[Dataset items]

=== Begin Enclosure ===

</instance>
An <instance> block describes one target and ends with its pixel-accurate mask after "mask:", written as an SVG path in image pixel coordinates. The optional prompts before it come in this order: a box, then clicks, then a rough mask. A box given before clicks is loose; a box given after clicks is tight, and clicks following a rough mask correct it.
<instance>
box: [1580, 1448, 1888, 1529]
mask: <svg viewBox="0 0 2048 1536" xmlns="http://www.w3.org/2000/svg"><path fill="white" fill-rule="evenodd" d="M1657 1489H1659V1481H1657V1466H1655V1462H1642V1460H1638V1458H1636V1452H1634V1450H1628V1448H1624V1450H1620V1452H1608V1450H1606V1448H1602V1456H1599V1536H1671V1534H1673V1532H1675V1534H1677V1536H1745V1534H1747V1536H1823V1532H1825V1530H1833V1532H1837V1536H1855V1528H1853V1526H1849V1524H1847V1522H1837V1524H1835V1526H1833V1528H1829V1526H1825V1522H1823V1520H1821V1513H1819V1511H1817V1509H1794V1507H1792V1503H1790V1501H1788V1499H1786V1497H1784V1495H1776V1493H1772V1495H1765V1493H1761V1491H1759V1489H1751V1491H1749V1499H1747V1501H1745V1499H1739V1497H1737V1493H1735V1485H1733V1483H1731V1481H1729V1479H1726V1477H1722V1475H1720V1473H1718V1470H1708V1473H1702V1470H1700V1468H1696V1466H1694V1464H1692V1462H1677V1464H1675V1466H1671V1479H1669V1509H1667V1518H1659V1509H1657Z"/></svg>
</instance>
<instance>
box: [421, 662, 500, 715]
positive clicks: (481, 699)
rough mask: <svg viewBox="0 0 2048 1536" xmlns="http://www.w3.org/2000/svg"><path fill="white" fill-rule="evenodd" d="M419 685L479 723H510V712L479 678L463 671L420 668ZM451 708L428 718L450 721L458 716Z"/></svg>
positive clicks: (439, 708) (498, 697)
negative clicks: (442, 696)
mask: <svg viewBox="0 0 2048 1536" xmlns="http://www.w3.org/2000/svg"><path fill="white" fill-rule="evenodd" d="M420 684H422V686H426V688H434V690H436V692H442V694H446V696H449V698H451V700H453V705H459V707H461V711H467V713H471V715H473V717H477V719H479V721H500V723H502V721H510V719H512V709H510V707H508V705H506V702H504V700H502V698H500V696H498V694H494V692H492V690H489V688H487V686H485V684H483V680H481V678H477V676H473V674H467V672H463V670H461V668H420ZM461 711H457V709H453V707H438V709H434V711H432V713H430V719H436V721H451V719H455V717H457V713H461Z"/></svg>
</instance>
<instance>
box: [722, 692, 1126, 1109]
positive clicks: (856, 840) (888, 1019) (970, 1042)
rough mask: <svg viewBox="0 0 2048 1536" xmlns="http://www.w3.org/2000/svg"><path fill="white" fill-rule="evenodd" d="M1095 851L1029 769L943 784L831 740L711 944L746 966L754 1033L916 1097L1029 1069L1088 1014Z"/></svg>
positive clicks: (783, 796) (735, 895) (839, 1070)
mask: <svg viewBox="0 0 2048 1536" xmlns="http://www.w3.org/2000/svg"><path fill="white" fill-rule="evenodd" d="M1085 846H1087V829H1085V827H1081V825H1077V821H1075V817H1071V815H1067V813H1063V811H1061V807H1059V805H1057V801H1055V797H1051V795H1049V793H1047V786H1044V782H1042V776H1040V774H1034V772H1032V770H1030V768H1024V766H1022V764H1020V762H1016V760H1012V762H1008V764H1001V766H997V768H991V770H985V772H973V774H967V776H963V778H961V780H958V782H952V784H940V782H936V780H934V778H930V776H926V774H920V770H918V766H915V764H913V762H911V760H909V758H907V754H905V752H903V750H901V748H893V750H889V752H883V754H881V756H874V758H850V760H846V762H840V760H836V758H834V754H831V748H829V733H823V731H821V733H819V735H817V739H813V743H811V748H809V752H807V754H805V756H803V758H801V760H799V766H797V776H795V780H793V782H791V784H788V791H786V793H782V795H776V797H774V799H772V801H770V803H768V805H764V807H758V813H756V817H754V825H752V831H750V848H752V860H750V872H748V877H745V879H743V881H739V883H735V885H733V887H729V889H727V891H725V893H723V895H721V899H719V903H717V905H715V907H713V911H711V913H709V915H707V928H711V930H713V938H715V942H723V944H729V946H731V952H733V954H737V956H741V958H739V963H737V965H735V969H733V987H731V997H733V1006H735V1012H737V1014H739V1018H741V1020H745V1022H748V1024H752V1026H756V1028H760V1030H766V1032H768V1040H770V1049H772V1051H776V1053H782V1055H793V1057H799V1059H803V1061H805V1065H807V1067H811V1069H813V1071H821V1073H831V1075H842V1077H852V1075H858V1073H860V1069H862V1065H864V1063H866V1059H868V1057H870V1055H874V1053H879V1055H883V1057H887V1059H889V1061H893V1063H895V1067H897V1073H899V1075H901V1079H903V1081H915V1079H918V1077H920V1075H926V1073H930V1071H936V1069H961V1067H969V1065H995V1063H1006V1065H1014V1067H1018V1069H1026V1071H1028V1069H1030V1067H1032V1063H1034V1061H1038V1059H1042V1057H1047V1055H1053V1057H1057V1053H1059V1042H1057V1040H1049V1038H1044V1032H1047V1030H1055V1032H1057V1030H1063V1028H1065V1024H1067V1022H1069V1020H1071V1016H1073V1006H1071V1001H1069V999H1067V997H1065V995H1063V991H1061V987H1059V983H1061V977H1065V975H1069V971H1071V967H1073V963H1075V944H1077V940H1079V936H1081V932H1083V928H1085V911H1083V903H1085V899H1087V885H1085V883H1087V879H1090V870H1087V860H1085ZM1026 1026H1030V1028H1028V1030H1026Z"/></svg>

=== End Enclosure ===

| YOUR INSTRUCTIONS |
Could you print every line of the material above again, unchanged and character for character?

| YOUR RESPONSE |
</instance>
An <instance> block describes one target and ends with its pixel-accurate mask after "mask:", written as an SVG path in image pixel coordinates. The optional prompts before it come in this order: a box, then clicks, then a rough mask. A box given before clicks is loose; a box given after clicks is tight, and clicks following a rough mask correct it.
<instance>
box: [1580, 1448, 1888, 1529]
mask: <svg viewBox="0 0 2048 1536" xmlns="http://www.w3.org/2000/svg"><path fill="white" fill-rule="evenodd" d="M1657 1489H1659V1481H1657V1466H1655V1462H1642V1460H1638V1458H1636V1452H1634V1450H1628V1448H1624V1450H1620V1452H1608V1450H1606V1448H1602V1456H1599V1536H1671V1534H1673V1532H1675V1534H1677V1536H1745V1534H1747V1536H1823V1532H1825V1530H1833V1532H1837V1536H1855V1528H1853V1526H1849V1524H1847V1522H1837V1524H1835V1526H1833V1528H1829V1526H1825V1522H1823V1520H1821V1513H1819V1511H1817V1509H1794V1507H1792V1503H1790V1501H1788V1499H1786V1497H1784V1495H1776V1493H1772V1495H1765V1493H1761V1491H1759V1489H1751V1491H1749V1499H1747V1501H1745V1499H1739V1497H1737V1493H1735V1485H1733V1483H1731V1481H1729V1479H1726V1477H1722V1475H1720V1473H1718V1470H1708V1473H1702V1470H1700V1468H1696V1466H1694V1464H1692V1462H1677V1464H1675V1466H1671V1479H1669V1509H1667V1518H1659V1509H1657Z"/></svg>
</instance>
<instance>
box: [421, 662, 500, 715]
positive clicks: (481, 699)
rough mask: <svg viewBox="0 0 2048 1536" xmlns="http://www.w3.org/2000/svg"><path fill="white" fill-rule="evenodd" d="M419 685L479 723H510V712L479 678L463 671L420 668ZM451 708L428 718L450 721L458 716Z"/></svg>
positive clicks: (439, 708) (498, 697)
negative clicks: (442, 696)
mask: <svg viewBox="0 0 2048 1536" xmlns="http://www.w3.org/2000/svg"><path fill="white" fill-rule="evenodd" d="M420 684H422V686H426V688H434V690H436V692H442V694H446V696H449V698H451V700H453V705H459V707H461V711H467V713H471V715H473V717H477V719H479V721H500V723H502V721H510V719H512V709H510V707H508V705H506V702H504V700H502V698H500V696H498V694H494V692H492V690H489V688H487V686H485V684H483V680H481V678H477V676H473V674H467V672H463V670H461V668H420ZM461 711H457V709H453V707H438V709H434V711H432V713H430V719H436V721H451V719H455V717H457V713H461Z"/></svg>
</instance>
<instance>
box: [722, 692, 1126, 1109]
positive clicks: (856, 840) (888, 1019) (970, 1042)
rough mask: <svg viewBox="0 0 2048 1536" xmlns="http://www.w3.org/2000/svg"><path fill="white" fill-rule="evenodd" d="M1095 851L1029 769L943 784L831 740L711 944L746 966L754 1033L916 1097L1029 1069L1088 1014Z"/></svg>
positive clicks: (783, 796) (735, 895) (839, 1070)
mask: <svg viewBox="0 0 2048 1536" xmlns="http://www.w3.org/2000/svg"><path fill="white" fill-rule="evenodd" d="M1085 846H1087V829H1085V827H1081V825H1077V821H1075V817H1071V815H1067V813H1063V811H1061V807H1059V805H1057V801H1055V797H1051V795H1049V793H1047V786H1044V782H1042V776H1040V774H1034V772H1032V770H1030V768H1024V766H1022V764H1020V762H1016V760H1012V762H1008V764H1001V766H997V768H991V770H985V772H973V774H967V776H963V778H961V780H958V782H952V784H940V782H936V780H934V778H930V776H926V774H920V770H918V766H915V764H913V762H911V760H909V758H907V754H905V752H903V750H901V748H893V750H889V752H883V754H881V756H874V758H850V760H846V762H840V760H836V758H834V754H831V748H829V733H823V731H821V733H819V735H817V739H813V743H811V748H809V752H807V754H805V756H803V758H801V760H799V766H797V776H795V780H793V782H791V784H788V791H786V793H782V795H776V797H774V799H772V801H770V803H768V805H764V807H758V813H756V817H754V825H752V831H750V848H752V860H750V872H748V877H745V879H743V881H739V883H735V885H733V887H729V889H727V891H725V893H723V895H721V899H719V903H717V905H715V907H713V911H711V913H709V915H707V928H711V930H713V938H715V942H723V944H729V946H731V952H733V954H737V956H741V958H739V963H737V965H735V969H733V987H731V997H733V1006H735V1012H737V1014H739V1018H741V1020H745V1022H748V1024H752V1026H756V1028H760V1030H766V1032H768V1040H770V1049H772V1051H776V1053H782V1055H793V1057H799V1059H803V1061H805V1065H807V1067H811V1069H813V1071H821V1073H831V1075H842V1077H852V1075H858V1073H860V1069H862V1065H864V1063H866V1059H868V1057H870V1055H874V1053H879V1055H883V1057H887V1059H889V1061H893V1063H895V1067H897V1073H899V1075H901V1079H903V1081H915V1079H918V1077H920V1075H926V1073H930V1071H936V1069H961V1067H969V1065H995V1063H1006V1065H1014V1067H1018V1069H1026V1071H1028V1069H1030V1067H1032V1063H1034V1061H1038V1059H1042V1057H1047V1055H1053V1057H1057V1053H1059V1042H1057V1040H1049V1038H1044V1032H1047V1030H1055V1032H1057V1030H1063V1028H1065V1024H1067V1022H1069V1020H1071V1016H1073V1006H1071V1001H1069V999H1067V997H1065V995H1063V991H1061V987H1059V983H1061V977H1065V975H1069V971H1071V967H1073V963H1075V944H1077V940H1079V936H1081V932H1083V928H1085V911H1083V903H1085V899H1087V885H1085V883H1087V879H1090V870H1087V860H1085ZM1026 1026H1030V1028H1028V1030H1026Z"/></svg>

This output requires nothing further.